## OPDRACHT 1
Noem alle beroepen die in de tekst over de WIA-uitspraak voorkomen.
## OPDRACHT 2
Leg in één tot drie zinnen uit waarom eiseres volgens de tekst over de WIA-uitspraak vindt dat het medisch onderzoek niet zorgvuldig is uitgevoerd.
## OPDRACHT 3
Breid de tekst over de WIA-uitspraak uit door verder te schrijven na de laatste zin.

## AANGELEVERDE TEKST
..........

ECLI:NL:RBMNE:2022:6461
Rechtbank Midden-Nederland
- Eerste aanleg - enkelvoudig
- Rechtspraak.nl
Tussenuitspraak inzake de Wet WIA en de zorgvuldigheid van het medische onderzoek door het Uwv
In deze tussenuitspraak van de Rechtbank Midden-Nederland, zittingsplaats Utrecht, wordt de zorgvuldigheid van het medische onderzoek door het Uitvoeringsinstituut werknemersverzekeringen (Uwv) in het kader van de Wet WIA beoordeeld. Eiseres, die sinds 29 december 2017 ziek is, heeft bezwaar gemaakt tegen de wijziging van haar arbeidsongeschiktheidspercentage door het Uwv. Na een herbeoordeling door een verzekeringsarts en arbeidsdeskundige, heeft het Uwv haar arbeidsongeschiktheidspercentage vastgesteld op 66,15%. Eiseres is het hier niet mee eens en stelt dat het medisch onderzoek niet zorgvuldig is uitgevoerd, omdat belangrijke informatie van haar jobcoach niet is meegenomen in de beoordeling.

..........

## GEGEVENS
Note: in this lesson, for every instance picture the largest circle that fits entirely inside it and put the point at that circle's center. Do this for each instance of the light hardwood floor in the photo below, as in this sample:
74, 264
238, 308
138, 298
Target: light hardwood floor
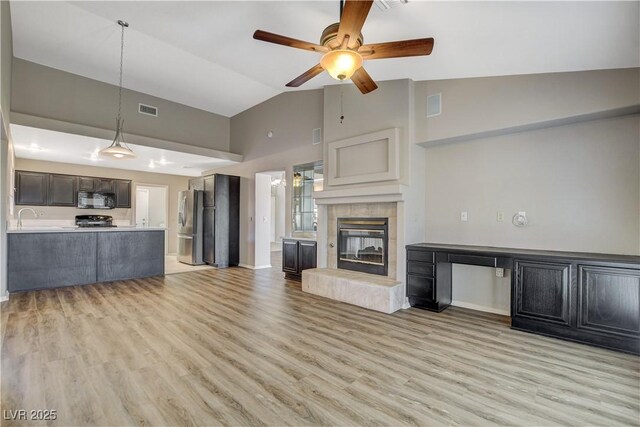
242, 347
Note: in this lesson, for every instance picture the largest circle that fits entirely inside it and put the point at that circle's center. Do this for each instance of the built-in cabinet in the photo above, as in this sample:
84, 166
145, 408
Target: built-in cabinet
298, 255
44, 189
590, 298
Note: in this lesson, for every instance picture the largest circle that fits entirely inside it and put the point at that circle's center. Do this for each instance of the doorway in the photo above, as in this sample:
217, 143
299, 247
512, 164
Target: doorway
270, 205
152, 208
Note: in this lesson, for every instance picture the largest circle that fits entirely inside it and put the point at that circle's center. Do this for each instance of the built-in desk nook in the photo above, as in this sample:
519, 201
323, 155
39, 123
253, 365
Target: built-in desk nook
590, 298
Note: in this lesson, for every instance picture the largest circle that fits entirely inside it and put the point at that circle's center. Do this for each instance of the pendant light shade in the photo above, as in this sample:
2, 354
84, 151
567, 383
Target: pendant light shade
118, 148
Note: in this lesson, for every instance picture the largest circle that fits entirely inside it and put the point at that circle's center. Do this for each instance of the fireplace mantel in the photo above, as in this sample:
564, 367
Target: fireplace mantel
368, 194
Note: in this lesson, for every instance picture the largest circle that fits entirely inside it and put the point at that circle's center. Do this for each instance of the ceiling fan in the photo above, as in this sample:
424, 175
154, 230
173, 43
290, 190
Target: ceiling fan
343, 50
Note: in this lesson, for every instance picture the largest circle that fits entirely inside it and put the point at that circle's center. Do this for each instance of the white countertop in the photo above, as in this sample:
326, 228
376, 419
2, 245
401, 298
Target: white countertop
73, 229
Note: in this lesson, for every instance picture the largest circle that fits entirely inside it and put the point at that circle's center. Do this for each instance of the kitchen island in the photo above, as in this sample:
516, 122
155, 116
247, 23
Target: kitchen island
51, 257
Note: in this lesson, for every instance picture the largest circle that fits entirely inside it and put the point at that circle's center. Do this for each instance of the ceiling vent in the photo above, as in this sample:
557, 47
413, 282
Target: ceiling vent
316, 136
148, 110
434, 105
384, 5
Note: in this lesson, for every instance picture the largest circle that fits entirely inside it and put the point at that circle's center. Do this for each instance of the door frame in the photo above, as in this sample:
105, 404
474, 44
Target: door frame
166, 208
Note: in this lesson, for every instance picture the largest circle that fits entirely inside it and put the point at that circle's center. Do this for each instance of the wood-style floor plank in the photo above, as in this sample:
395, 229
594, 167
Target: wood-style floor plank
243, 347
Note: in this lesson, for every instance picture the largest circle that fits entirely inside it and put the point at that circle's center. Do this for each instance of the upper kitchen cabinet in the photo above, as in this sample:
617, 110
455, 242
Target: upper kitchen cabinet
123, 193
63, 190
31, 188
103, 185
86, 183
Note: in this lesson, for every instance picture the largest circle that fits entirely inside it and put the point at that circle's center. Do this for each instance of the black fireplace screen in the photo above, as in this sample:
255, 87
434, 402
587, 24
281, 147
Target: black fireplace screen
362, 245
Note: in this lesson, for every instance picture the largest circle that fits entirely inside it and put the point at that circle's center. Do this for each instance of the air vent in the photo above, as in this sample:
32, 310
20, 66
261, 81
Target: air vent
434, 105
148, 110
316, 136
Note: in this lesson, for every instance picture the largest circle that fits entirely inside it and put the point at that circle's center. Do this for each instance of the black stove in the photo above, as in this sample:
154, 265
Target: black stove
94, 221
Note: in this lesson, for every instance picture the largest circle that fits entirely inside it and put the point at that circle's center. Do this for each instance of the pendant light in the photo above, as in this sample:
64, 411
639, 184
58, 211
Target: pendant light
118, 148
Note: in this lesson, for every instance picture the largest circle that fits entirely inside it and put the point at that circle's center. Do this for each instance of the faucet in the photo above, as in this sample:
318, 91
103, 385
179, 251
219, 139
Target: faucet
20, 215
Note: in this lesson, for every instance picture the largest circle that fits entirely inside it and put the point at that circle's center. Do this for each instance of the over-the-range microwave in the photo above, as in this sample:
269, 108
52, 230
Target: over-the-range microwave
94, 200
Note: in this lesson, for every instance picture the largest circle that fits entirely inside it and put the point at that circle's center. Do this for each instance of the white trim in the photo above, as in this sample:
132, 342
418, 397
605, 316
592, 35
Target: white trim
393, 158
480, 308
252, 267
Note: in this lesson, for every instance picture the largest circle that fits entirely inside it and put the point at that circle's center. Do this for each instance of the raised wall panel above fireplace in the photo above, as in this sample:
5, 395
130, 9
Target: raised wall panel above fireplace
373, 157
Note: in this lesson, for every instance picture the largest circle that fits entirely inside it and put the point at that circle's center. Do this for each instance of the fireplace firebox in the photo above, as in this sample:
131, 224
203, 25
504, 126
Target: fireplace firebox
363, 245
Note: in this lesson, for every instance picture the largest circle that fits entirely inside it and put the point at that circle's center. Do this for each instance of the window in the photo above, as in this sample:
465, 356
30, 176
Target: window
306, 179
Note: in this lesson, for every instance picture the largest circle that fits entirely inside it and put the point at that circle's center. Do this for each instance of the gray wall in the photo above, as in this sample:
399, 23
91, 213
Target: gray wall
471, 106
291, 116
6, 153
579, 183
42, 91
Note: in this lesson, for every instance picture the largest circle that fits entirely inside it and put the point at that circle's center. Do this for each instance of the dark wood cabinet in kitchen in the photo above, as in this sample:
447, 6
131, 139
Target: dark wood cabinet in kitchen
298, 255
122, 189
31, 188
63, 190
221, 220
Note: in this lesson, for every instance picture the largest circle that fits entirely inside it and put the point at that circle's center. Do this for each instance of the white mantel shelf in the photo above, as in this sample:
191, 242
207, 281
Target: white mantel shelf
368, 194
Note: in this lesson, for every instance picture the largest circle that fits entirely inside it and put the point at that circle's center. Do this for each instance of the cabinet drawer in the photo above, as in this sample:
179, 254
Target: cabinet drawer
415, 255
422, 287
422, 268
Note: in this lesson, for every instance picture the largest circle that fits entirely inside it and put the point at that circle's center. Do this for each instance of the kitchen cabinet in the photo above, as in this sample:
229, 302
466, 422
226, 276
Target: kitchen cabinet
298, 255
44, 189
221, 223
122, 189
63, 190
42, 260
588, 298
31, 188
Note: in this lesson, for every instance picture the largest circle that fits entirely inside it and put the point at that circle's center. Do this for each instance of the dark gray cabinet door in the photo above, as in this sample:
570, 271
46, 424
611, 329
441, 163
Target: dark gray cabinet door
31, 188
86, 183
609, 300
307, 256
103, 185
130, 254
209, 235
63, 190
123, 193
290, 256
209, 184
50, 260
543, 291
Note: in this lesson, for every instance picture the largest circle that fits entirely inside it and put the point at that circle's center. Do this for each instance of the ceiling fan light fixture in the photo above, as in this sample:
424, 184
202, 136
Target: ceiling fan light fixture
341, 63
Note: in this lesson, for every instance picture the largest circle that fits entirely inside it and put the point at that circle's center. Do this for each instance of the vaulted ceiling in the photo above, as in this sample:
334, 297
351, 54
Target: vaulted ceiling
202, 54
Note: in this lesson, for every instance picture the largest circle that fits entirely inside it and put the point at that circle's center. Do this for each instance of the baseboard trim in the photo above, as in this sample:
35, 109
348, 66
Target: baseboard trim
480, 308
254, 267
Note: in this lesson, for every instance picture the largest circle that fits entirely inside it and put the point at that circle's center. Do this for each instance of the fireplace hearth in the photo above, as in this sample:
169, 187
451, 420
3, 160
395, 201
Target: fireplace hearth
363, 245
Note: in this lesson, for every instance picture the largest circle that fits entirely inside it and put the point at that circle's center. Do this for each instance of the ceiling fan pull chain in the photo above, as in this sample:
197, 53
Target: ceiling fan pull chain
341, 104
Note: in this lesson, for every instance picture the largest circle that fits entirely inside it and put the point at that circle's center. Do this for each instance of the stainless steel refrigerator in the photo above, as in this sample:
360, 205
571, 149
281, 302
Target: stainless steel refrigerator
190, 223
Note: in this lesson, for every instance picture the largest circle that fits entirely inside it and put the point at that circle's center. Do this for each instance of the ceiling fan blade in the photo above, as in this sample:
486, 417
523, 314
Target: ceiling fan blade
288, 41
353, 16
363, 81
306, 76
399, 49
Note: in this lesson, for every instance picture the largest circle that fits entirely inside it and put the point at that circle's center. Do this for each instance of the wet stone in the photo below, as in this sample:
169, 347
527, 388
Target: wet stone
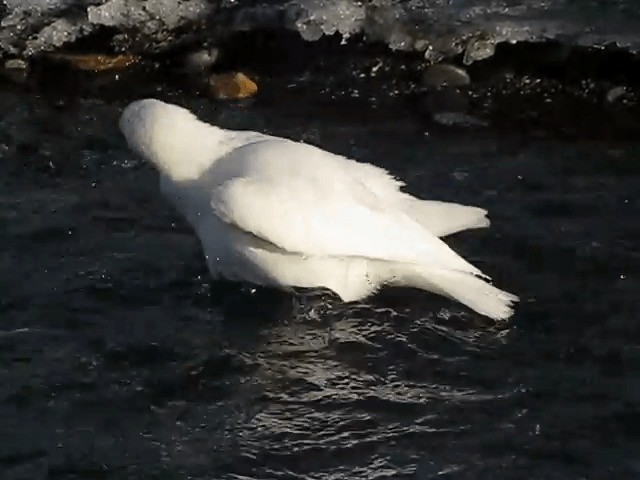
232, 85
444, 75
615, 94
200, 61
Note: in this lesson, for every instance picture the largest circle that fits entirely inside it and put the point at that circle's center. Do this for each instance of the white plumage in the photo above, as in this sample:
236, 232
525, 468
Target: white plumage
280, 213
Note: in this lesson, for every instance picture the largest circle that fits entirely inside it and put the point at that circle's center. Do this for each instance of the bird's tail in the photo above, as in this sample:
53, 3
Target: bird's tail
466, 288
444, 218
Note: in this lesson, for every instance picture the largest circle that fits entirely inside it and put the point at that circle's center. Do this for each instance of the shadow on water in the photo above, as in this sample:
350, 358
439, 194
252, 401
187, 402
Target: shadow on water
119, 358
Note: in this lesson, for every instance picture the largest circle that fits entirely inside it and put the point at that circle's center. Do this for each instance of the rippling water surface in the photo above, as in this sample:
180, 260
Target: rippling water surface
120, 359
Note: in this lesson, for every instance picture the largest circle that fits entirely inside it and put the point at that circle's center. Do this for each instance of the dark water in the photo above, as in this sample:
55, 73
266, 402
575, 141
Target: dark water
120, 359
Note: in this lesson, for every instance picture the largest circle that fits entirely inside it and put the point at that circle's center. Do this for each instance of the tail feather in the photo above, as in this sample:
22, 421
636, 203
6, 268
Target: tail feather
468, 289
443, 218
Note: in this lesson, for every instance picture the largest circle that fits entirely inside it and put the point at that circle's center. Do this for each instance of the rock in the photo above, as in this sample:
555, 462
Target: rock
458, 119
16, 70
93, 62
444, 75
447, 100
232, 85
200, 61
16, 64
615, 93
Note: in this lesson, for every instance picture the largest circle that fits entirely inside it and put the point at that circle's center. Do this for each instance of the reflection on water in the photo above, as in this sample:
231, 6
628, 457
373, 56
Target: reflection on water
120, 358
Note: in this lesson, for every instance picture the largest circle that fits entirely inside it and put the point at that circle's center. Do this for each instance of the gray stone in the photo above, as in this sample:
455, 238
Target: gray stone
444, 75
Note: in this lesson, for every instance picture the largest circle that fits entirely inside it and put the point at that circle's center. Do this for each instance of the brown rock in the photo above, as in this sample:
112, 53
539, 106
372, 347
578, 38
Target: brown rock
94, 62
232, 85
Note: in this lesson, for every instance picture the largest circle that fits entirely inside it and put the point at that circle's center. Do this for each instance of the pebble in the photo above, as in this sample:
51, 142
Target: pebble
444, 75
200, 61
94, 62
232, 85
615, 93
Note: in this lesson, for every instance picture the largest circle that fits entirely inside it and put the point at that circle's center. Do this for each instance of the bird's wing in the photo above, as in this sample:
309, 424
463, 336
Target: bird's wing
334, 218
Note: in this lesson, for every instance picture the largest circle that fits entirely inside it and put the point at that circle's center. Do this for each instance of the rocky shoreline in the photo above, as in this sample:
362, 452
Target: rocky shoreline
547, 89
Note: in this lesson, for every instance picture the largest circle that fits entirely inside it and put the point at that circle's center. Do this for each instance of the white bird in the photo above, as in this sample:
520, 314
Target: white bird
280, 213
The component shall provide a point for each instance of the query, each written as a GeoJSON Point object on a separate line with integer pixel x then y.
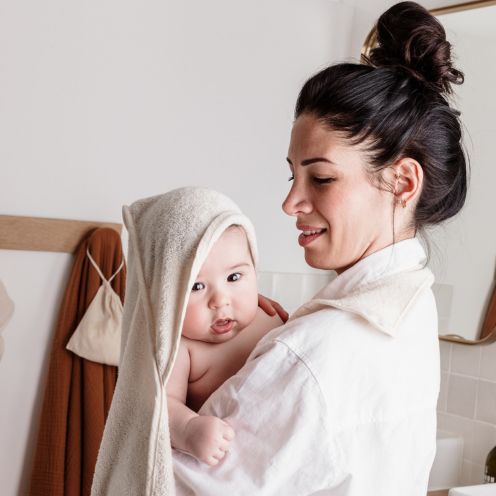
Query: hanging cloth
{"type": "Point", "coordinates": [6, 312]}
{"type": "Point", "coordinates": [98, 335]}
{"type": "Point", "coordinates": [78, 392]}
{"type": "Point", "coordinates": [490, 322]}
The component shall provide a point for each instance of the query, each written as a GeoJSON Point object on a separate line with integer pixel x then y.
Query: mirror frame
{"type": "Point", "coordinates": [370, 43]}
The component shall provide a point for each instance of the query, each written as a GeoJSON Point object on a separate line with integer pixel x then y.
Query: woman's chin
{"type": "Point", "coordinates": [325, 260]}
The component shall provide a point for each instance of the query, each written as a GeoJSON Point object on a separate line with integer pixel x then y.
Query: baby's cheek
{"type": "Point", "coordinates": [192, 320]}
{"type": "Point", "coordinates": [248, 306]}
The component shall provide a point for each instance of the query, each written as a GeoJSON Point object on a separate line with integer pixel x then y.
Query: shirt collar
{"type": "Point", "coordinates": [395, 258]}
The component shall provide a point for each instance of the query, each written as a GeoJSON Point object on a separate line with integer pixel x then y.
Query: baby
{"type": "Point", "coordinates": [223, 302]}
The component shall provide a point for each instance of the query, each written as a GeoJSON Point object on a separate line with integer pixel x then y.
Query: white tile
{"type": "Point", "coordinates": [484, 442]}
{"type": "Point", "coordinates": [461, 396]}
{"type": "Point", "coordinates": [443, 293]}
{"type": "Point", "coordinates": [465, 475]}
{"type": "Point", "coordinates": [486, 402]}
{"type": "Point", "coordinates": [265, 284]}
{"type": "Point", "coordinates": [477, 475]}
{"type": "Point", "coordinates": [465, 359]}
{"type": "Point", "coordinates": [488, 362]}
{"type": "Point", "coordinates": [445, 350]}
{"type": "Point", "coordinates": [443, 392]}
{"type": "Point", "coordinates": [462, 427]}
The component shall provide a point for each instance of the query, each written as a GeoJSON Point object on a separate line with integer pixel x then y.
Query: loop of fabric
{"type": "Point", "coordinates": [98, 335]}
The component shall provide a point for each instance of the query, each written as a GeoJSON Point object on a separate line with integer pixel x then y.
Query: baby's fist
{"type": "Point", "coordinates": [208, 438]}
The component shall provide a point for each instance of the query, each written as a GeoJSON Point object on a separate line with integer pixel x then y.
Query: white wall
{"type": "Point", "coordinates": [109, 101]}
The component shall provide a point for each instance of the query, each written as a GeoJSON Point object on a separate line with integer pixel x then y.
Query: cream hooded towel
{"type": "Point", "coordinates": [170, 236]}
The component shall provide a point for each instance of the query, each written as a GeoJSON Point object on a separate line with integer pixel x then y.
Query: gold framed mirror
{"type": "Point", "coordinates": [466, 297]}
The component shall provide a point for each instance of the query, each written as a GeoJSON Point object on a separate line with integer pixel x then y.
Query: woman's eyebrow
{"type": "Point", "coordinates": [239, 265]}
{"type": "Point", "coordinates": [309, 161]}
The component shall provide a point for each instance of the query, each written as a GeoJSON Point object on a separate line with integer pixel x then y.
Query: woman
{"type": "Point", "coordinates": [342, 399]}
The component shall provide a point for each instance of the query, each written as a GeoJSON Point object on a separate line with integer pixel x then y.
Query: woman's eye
{"type": "Point", "coordinates": [323, 180]}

..........

## RUIMTE VOOR ANTWOORD 1
verzekeringsarts, arbeidsdeskundige, jobcoach

## RUIMTE VOOR ANTWOORD 2
Volgens eiseres is het medisch onderzoek niet zorgvuldig uitgevoerd, omdat belangrijke informatie van haar jobcoach niet in de beoordeling is meegenomen.

## RUIMTE VOOR ANTWOORD 3
De rechtbank oordeelt dat het Uwv besluiten over arbeidsongeschiktheid mag baseren op rapporten van verzekeringsartsen, mits deze rapporten voldoen aan bepaalde voorwaarden. Eiseres heeft echter aangetoond dat de informatie van haar jobcoach, die haar beperkingen tijdens een Werkfittraject heeft beoordeeld, niet is meegenomen in de medische beoordeling. De rechtbank concludeert dat het medisch onderzoek onzorgvuldig is geweest en dat het bestreden besluit onvoldoende gemotiveerd is. De rechtbank geeft het Uwv de gelegenheid om het gebrek te herstellen door de informatie van de jobcoach alsnog te beoordelen en met hem te overleggen.
De rechtbank stelt een termijn van zes weken voor het Uwv om het gebrek te herstellen en houdt verdere beslissingen aan tot de einduitspraak. De uitspraak benadrukt het belang van zorgvuldigheid in medische beoordelingen en de noodzaak om relevante informatie van betrokkenen in overweging te nemen.